* START Dataset content *
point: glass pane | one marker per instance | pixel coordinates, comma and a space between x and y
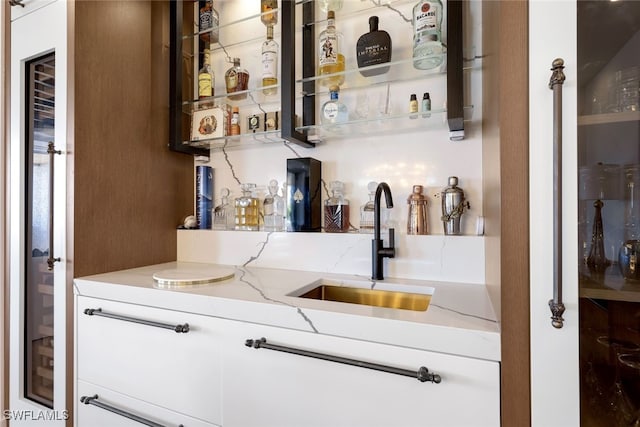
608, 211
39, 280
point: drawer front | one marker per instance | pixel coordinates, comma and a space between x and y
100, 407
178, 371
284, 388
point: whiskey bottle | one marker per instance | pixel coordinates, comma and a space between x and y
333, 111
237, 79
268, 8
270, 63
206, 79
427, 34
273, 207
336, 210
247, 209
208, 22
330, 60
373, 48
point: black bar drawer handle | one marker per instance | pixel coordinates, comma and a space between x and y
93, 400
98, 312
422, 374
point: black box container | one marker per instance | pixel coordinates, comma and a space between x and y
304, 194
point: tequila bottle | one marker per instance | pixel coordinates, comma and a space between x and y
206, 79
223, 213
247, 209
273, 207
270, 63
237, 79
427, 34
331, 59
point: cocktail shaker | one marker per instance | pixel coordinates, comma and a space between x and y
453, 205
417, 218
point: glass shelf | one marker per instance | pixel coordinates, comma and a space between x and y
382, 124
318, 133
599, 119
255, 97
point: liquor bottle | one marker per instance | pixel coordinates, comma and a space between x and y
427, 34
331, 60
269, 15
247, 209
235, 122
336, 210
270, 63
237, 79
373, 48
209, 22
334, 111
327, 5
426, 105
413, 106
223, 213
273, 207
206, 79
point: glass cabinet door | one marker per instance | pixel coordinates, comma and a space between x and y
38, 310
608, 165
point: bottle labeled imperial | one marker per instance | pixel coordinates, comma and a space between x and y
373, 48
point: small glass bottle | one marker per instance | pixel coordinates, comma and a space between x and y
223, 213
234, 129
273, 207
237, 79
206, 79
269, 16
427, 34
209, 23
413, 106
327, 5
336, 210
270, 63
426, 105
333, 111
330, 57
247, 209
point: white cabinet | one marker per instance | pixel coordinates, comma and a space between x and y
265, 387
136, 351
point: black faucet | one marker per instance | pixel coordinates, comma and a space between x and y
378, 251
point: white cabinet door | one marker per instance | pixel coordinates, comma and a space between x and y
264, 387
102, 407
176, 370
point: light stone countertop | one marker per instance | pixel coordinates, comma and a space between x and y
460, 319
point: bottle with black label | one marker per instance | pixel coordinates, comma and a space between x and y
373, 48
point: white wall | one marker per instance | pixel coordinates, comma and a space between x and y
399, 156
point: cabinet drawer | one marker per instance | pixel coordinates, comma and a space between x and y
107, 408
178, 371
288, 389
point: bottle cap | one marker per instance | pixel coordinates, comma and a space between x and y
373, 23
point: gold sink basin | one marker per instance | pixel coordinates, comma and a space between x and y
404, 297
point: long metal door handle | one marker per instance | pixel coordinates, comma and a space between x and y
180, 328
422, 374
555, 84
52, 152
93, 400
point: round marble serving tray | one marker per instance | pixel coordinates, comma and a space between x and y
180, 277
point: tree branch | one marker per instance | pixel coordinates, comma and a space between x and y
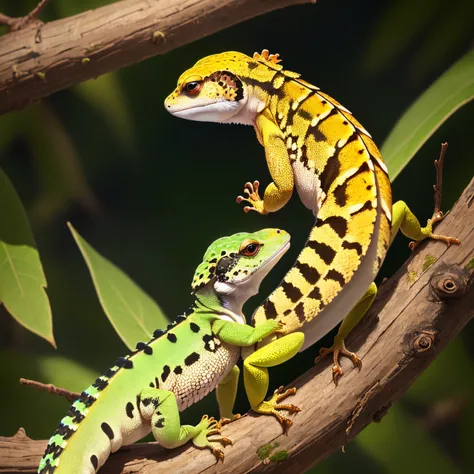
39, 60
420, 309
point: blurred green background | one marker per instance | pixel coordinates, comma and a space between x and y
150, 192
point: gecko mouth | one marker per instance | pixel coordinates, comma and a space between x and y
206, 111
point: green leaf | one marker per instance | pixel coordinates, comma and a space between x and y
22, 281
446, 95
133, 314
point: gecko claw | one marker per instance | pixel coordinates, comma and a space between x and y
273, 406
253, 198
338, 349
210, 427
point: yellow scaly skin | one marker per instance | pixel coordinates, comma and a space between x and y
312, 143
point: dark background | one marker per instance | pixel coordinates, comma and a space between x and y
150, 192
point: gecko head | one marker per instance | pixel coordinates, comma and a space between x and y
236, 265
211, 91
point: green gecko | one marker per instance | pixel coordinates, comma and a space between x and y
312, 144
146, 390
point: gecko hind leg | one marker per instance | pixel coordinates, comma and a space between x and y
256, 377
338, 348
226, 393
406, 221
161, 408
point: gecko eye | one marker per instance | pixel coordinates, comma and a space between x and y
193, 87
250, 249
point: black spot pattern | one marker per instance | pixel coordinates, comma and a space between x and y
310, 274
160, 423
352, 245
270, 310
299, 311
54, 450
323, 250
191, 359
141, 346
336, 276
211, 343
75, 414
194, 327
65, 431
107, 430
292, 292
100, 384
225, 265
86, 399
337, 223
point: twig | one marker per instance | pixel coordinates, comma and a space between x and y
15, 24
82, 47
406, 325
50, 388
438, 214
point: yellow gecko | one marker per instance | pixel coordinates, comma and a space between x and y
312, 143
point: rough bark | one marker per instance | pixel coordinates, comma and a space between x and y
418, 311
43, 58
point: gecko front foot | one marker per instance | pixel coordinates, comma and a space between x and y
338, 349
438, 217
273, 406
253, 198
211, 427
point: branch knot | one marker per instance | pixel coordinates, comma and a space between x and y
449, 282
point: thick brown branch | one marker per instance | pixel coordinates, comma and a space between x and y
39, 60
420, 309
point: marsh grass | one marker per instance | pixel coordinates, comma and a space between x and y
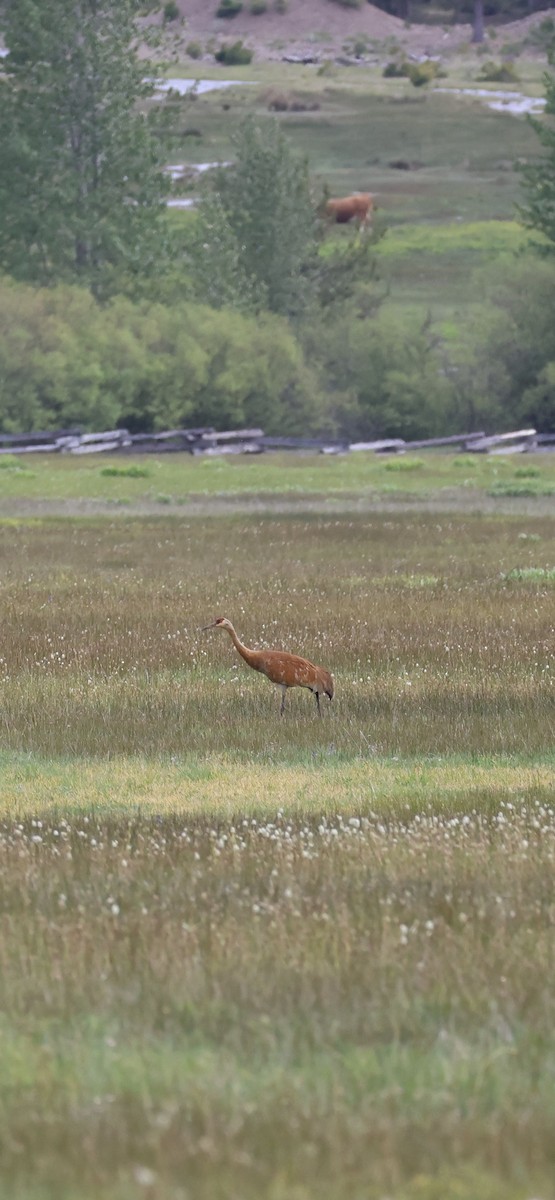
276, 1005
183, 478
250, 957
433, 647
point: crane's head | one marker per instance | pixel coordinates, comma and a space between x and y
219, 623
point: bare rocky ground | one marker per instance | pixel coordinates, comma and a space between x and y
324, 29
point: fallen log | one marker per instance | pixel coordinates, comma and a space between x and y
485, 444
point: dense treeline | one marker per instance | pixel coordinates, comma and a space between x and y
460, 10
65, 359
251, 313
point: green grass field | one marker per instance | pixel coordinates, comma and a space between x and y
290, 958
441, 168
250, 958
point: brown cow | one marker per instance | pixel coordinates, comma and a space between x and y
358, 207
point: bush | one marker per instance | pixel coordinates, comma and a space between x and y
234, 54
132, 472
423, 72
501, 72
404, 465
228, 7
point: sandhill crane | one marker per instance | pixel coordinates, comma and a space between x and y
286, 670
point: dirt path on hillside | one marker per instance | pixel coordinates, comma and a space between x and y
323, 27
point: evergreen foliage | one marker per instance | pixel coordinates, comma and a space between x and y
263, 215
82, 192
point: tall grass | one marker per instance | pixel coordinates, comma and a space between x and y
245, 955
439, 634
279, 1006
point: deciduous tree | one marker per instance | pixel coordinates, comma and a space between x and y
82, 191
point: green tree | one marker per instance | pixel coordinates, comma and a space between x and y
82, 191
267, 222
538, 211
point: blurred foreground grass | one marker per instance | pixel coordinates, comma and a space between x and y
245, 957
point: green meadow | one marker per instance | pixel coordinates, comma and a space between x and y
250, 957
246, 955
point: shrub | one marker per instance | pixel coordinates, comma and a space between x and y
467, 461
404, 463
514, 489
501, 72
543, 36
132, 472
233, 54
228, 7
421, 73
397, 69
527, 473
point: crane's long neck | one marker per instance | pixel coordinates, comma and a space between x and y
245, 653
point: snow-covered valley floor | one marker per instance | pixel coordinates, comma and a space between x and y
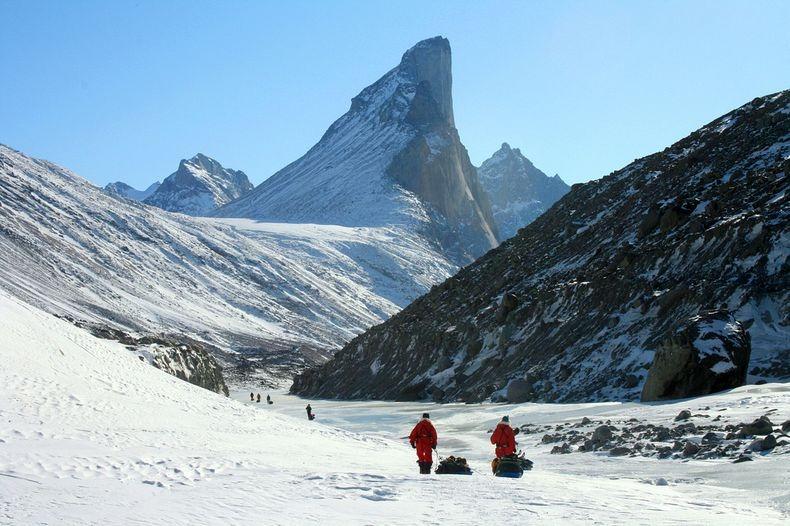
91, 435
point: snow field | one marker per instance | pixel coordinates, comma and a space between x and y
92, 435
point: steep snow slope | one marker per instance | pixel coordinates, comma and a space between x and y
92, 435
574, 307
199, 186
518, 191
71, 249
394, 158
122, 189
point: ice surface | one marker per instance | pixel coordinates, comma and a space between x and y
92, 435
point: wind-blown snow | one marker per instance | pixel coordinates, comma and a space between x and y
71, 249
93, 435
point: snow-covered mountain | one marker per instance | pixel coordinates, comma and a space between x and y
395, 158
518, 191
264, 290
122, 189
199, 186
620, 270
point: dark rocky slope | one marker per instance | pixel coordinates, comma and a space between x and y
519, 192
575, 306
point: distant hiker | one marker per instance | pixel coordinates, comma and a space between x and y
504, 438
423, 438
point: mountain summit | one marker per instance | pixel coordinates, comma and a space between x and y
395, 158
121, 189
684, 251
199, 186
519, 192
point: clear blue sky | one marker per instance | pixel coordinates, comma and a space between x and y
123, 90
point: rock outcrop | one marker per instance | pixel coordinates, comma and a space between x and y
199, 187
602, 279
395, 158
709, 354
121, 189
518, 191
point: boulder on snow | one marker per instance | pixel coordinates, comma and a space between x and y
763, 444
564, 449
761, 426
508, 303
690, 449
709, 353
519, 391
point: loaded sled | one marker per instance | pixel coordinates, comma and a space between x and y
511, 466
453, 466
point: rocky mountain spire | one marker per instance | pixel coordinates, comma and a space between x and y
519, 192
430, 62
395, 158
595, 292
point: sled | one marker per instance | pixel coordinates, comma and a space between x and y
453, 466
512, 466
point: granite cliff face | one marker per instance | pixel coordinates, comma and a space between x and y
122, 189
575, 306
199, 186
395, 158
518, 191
* END Dataset content *
What is expected: Copy out everything from the line containing "point: clear blue" down to the end of the items, keeping each line word for word.

Worked solution:
point: clear blue sky | one marker per instance | pixel coordinates, comma and a space between x and y
123, 90
point: rock outcrop | one marker per instance | pixel coordinates, comma and a space between x and y
199, 187
602, 279
395, 158
709, 354
121, 189
518, 191
point: boulder on snow | one marker per instance | pixel coordinates, comma and a space between x and y
763, 444
564, 449
761, 426
508, 303
690, 449
709, 353
519, 391
point: loaded sled | one marker per instance | pixel coordinates, comma and a space between x and y
511, 466
453, 466
point: rocky mountain spire | one marker per instance | pixel coordinates, comma and a space between x and y
519, 192
430, 62
395, 158
595, 292
point: sled | one marker per instance | pixel coordinates, comma and a space between x and y
453, 466
512, 466
point: granite cliff face | one marker per instance | pixel coordinates, comma and a space between x and y
122, 189
575, 306
199, 186
395, 158
518, 191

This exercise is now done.